• [GIVEN TASK] Convert the lines of all the entries below into a numbered list, omitting any blank lines.

------ DATASET EXTRACT ------

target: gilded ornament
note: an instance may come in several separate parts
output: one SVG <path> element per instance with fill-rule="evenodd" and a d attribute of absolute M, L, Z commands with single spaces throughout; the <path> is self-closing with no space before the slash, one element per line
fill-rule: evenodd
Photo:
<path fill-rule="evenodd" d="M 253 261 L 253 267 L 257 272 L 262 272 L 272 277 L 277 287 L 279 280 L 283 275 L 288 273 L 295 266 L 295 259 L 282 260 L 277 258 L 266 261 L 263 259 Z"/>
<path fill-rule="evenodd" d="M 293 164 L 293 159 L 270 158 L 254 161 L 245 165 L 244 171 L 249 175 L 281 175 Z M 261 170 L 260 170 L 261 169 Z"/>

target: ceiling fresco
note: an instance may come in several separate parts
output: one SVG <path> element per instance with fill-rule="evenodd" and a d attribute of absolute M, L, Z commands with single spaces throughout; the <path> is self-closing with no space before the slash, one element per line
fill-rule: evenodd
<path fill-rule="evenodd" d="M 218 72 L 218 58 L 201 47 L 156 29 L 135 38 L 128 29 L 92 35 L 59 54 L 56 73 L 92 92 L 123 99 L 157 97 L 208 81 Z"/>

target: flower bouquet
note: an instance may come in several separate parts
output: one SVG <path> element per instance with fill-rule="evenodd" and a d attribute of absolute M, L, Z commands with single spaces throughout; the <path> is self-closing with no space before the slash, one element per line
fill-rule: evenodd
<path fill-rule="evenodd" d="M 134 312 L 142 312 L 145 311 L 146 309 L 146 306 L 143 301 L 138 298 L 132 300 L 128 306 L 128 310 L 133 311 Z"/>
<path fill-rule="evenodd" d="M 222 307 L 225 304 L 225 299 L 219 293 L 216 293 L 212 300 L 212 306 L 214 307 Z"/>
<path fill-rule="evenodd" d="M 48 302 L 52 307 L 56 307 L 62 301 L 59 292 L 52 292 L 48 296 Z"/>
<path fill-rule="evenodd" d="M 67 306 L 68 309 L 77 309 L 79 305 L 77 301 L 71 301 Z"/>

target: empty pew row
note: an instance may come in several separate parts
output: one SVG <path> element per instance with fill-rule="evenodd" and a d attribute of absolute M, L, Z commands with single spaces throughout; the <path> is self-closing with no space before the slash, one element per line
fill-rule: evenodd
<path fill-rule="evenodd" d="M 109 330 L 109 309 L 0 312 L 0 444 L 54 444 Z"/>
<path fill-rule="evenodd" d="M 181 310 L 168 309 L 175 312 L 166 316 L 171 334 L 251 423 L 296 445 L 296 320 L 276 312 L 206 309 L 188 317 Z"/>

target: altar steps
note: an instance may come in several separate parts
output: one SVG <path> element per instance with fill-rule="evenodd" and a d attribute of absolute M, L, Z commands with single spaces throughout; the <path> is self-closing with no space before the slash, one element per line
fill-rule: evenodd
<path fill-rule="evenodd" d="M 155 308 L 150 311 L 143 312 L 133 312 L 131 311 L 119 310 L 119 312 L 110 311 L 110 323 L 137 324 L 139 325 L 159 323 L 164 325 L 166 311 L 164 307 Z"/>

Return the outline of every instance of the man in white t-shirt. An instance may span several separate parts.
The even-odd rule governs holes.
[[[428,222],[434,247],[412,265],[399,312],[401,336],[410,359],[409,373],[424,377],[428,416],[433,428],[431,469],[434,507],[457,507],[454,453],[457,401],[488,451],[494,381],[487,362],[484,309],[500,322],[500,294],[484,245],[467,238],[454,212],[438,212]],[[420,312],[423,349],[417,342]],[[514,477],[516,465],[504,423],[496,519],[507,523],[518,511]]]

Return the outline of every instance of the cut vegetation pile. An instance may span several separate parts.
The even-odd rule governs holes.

------

• [ANSWER TO THIS EXERCISE]
1. target: gilded ornament
2. note: an instance may come in several separate parts
3. output: one SVG <path> element per instance with fill-rule="evenodd" and a d attribute of absolute M, L, Z commands with single spaces throughout; the <path> is self-closing with no space before the slash, one element per line
4. fill-rule: evenodd
5. Photo:
6. <path fill-rule="evenodd" d="M 253 261 L 253 267 L 257 272 L 262 272 L 272 277 L 277 287 L 279 280 L 283 275 L 288 273 L 295 266 L 295 259 L 282 260 L 277 258 L 266 261 L 263 259 Z"/>
7. <path fill-rule="evenodd" d="M 293 164 L 293 159 L 270 158 L 254 161 L 245 165 L 244 171 L 249 175 L 281 175 Z M 261 170 L 260 170 L 261 169 Z"/>
8. target: ceiling fresco
9. note: an instance may come in several separate parts
10. output: one SVG <path> element per instance with fill-rule="evenodd" and a d attribute of absolute M, L, Z commands with single spaces throughout; the <path> is self-closing with no space before the slash, one element per line
11. fill-rule: evenodd
12. <path fill-rule="evenodd" d="M 218 72 L 218 58 L 201 47 L 156 29 L 135 38 L 128 29 L 92 35 L 59 54 L 56 73 L 92 92 L 123 99 L 157 97 L 208 81 Z"/>
13. target: flower bouquet
14. note: an instance may come in several separate parts
15. output: one SVG <path> element per instance with fill-rule="evenodd" and a d attribute of absolute M, L, Z commands with single spaces throughout; the <path> is self-closing with no space before the slash, one element per line
16. fill-rule: evenodd
17. <path fill-rule="evenodd" d="M 134 312 L 142 312 L 145 311 L 146 309 L 146 306 L 143 301 L 138 298 L 132 300 L 128 306 L 128 310 L 133 311 Z"/>
18. <path fill-rule="evenodd" d="M 222 307 L 225 304 L 225 299 L 219 293 L 216 293 L 212 300 L 212 306 L 214 307 Z"/>
19. <path fill-rule="evenodd" d="M 48 302 L 52 307 L 56 307 L 62 301 L 59 292 L 52 292 L 48 296 Z"/>
20. <path fill-rule="evenodd" d="M 67 306 L 68 309 L 77 309 L 79 305 L 77 301 L 71 301 Z"/>
21. target: empty pew row
22. note: an instance may come in several separate parts
23. output: one SVG <path> element per instance with fill-rule="evenodd" and a d attribute of absolute M, L, Z commands with single spaces throughout; the <path> is self-closing with no space before the slash, one element per line
24. fill-rule: evenodd
25. <path fill-rule="evenodd" d="M 109 330 L 109 309 L 0 312 L 0 444 L 54 444 Z"/>
26. <path fill-rule="evenodd" d="M 181 310 L 168 309 L 175 312 L 166 316 L 171 334 L 251 423 L 296 445 L 296 320 L 276 312 L 206 309 L 188 317 Z"/>
27. target: altar steps
28. note: an instance may come in several separate parts
29. output: one SVG <path> element per instance with fill-rule="evenodd" and a d attribute of absolute M, L, Z commands with single spaces throughout; the <path> is self-closing with no space before the slash, one element per line
30. fill-rule: evenodd
31. <path fill-rule="evenodd" d="M 155 308 L 150 311 L 143 312 L 133 312 L 131 311 L 119 310 L 119 312 L 110 311 L 110 323 L 137 324 L 139 325 L 159 323 L 164 325 L 166 311 L 164 307 Z"/>
32. Return the outline of every instance of the man in white t-shirt. An instance may span several separate parts.
33. The even-odd rule governs holes.
34. [[[428,222],[434,247],[412,265],[399,312],[401,336],[410,359],[409,373],[424,377],[428,416],[433,428],[431,469],[434,507],[457,507],[454,453],[457,401],[488,451],[494,381],[487,362],[484,309],[500,322],[500,294],[484,245],[467,238],[454,212],[438,212]],[[420,312],[423,349],[417,342]],[[514,477],[516,465],[504,423],[496,519],[507,523],[518,511]]]
35. Return the outline of every instance of the cut vegetation pile. An instance may span several separate parts.
36. The even-odd rule governs holes.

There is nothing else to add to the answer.